--- Written request ---
Quote the SVM false positive thread word for word, starting at "# compute false" and ending after "is effectively fixed?".

--- Text excerpt ---

------

10

I am an SVM newbie and this is my use case: I have a lot of unbalanced data to be binary classified using a linear SVM. I need to fix the false positives rate at certain values and measure the corresponding false negatives for each value. I am using something like the following code making use of scikit-learn svm implementation:

# define training data
X = [[0, 0], [1, 1]]
y = [0, 1]

# define and train the SVM
clf = svm.LinearSVC(C=0.01, class_weight='auto') #auto for unbalanced distributions
clf.fit(X, y)

# compute false positives and false negatives
predictions = [clf.predict(ex) for ex in X]    
false_positives = [(a, b) for (a, b) in zip(predictions,y) if a != b and b == 0]
false_negatives = [(a, b) for (a, b) in zip(predictions,y) if a != b and b == 1] 

Is there a way to play with a parameter (or a few parameters) of the classifier such that one the measurement metrics is effectively fixed?

rae1
  • 6,066
  • 4
  • 27
  • 48
Rabih Kodeih
  • 9,361
  • 11
  • 47
  • 55

2 Answers2

18

The class_weights parameter allows you to push this false positive rate up or down. Let me use an everyday example to illustrate how this work. Suppose you own a night club, and you operate under two constraints:

  1. You want as many people as possible to enter the club (paying customers)
  2. You do not want any underage people in, as this will get you in trouble with the state

On an average day, (say) only 5% percent of the people attempting to enter the club will be underage. You are faced with a choice: being lenient or being strict. The former will boost your profits by as much as 5%, but you are running the risk of an expensive lawsuit. The latter will inevitably mean some people who are just above the legal age will be denied entry, which will cost you money too. You want to adjust the relative cost of leniency vs strictness. Note: you cannot directly control how many underage people enter the club, but you can control how strict your bouncers are.

Here is a bit of Python that shows what happens as you change the relative importance.

------

--- Listing ---
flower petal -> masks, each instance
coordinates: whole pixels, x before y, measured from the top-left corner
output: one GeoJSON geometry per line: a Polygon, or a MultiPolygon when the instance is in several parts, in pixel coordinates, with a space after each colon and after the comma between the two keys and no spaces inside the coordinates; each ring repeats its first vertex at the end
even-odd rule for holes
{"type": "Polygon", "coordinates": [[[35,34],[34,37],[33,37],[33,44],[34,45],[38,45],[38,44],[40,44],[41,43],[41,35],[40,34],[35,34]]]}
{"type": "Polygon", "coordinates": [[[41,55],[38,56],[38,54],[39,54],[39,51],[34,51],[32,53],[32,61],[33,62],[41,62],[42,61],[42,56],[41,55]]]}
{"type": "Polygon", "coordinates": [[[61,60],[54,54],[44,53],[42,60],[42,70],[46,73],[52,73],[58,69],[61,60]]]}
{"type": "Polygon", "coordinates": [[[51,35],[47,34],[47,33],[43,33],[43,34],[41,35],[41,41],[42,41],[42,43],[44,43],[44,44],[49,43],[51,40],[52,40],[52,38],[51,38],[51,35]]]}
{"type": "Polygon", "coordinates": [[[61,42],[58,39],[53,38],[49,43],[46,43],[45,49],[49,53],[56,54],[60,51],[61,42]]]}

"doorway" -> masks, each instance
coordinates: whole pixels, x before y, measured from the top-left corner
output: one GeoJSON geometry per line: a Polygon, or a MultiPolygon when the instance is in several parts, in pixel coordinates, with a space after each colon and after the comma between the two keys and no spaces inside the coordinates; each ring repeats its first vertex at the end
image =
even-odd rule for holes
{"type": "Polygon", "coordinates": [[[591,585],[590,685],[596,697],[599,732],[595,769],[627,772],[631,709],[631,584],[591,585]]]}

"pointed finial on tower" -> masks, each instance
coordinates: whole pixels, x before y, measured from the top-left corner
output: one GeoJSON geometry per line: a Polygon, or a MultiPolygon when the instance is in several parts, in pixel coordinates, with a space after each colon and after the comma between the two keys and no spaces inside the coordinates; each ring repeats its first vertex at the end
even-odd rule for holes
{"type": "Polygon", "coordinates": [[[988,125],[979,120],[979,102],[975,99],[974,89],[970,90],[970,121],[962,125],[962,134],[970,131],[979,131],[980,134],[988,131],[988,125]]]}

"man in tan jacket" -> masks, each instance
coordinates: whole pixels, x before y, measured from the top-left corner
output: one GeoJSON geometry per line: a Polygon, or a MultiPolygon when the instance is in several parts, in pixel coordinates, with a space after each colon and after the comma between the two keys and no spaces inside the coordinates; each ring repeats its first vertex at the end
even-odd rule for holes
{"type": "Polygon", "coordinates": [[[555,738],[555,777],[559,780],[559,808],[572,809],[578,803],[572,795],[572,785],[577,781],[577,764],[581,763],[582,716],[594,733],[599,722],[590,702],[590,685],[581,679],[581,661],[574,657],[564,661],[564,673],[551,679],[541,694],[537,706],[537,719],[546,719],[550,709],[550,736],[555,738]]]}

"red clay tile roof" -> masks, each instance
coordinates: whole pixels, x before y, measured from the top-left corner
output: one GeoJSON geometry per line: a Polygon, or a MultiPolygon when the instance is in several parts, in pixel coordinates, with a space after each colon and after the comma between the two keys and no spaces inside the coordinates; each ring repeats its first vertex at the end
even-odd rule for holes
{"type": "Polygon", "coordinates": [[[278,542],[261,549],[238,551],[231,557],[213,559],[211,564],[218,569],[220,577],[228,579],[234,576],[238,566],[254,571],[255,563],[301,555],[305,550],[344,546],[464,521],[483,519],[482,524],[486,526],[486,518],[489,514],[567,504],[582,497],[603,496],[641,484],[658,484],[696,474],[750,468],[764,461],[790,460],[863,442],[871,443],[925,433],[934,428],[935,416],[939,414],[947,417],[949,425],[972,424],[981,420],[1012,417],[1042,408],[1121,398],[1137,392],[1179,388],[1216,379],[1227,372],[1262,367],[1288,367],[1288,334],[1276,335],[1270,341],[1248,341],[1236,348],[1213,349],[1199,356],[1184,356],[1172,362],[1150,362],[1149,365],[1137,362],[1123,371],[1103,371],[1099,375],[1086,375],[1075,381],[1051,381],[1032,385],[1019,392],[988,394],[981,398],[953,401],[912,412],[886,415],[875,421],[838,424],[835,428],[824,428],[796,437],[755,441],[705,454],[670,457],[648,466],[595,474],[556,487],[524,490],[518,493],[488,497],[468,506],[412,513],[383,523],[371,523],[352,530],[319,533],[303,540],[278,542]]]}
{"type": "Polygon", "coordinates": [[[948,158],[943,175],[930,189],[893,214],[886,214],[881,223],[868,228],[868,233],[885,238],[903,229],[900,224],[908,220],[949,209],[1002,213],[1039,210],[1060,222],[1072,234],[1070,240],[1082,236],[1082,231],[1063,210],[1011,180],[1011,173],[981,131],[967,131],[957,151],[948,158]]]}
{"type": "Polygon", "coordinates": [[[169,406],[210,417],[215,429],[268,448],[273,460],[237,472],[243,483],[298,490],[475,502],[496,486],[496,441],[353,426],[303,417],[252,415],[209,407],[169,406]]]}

------

--- Solution to the problem ---
# compute false positives and false negatives
predictions = [clf.predict(ex) for ex in X]    
false_positives = [(a, b) for (a, b) in zip(predictions,y) if a != b and b == 0]
false_negatives = [(a, b) for (a, b) in zip(predictions,y) if a != b and b == 1] 

Is there a way to play with a parameter (or a few parameters) of the classifier such that one the measurement metrics is effectively fixed?